Wherever a picture appears, skip it and retype the rest of the data exactly.

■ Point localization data
Start of Block
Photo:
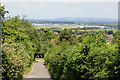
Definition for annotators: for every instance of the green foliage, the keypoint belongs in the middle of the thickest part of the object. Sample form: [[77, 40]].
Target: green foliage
[[65, 36], [90, 59], [20, 42]]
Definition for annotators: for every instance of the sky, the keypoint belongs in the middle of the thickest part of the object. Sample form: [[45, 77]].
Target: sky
[[55, 9]]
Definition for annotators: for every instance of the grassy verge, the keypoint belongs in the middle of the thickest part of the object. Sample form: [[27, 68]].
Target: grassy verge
[[27, 70]]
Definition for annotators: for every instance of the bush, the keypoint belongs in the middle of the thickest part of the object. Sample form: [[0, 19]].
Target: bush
[[91, 59]]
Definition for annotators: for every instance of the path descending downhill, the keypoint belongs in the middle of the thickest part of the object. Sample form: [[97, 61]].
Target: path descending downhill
[[38, 71]]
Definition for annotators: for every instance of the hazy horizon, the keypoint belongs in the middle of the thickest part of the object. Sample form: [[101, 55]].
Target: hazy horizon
[[52, 10]]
End of Block
■ Answer section
Photo:
Definition for annotators: for every instance of the green foliage, the keypoint belongs in the middle of the thickest part of the object. Sample form: [[77, 40]].
Target: green foliage
[[65, 36], [90, 59], [20, 42]]
Definition for annotators: for every instance of the sky, the keypoint belongs in the middle of the thickest part of the object. Sample form: [[45, 77]].
Target: sky
[[55, 9]]
Definition for annotators: for every instance of the grassy verge, the keypoint belongs in the middle of the thickest part of the object. Sample form: [[27, 68]].
Target: grassy verge
[[27, 70]]
Definition for annotators: for every instance of the bush, the keypoint belongs in the middle of the thickest part of the object. Sample form: [[0, 19]].
Target: bush
[[91, 59]]
Definition for annotators: for every instance of the path descending downhill, the keypoint belongs in the middle of the thickest part of the object. Sample form: [[97, 61]].
Target: path descending downhill
[[38, 71]]
Definition for annotators: for every instance of the hazy horizon, the keypoint belongs in the middle of the thickest part of the object. Sample form: [[101, 55]].
Target: hazy horizon
[[52, 10]]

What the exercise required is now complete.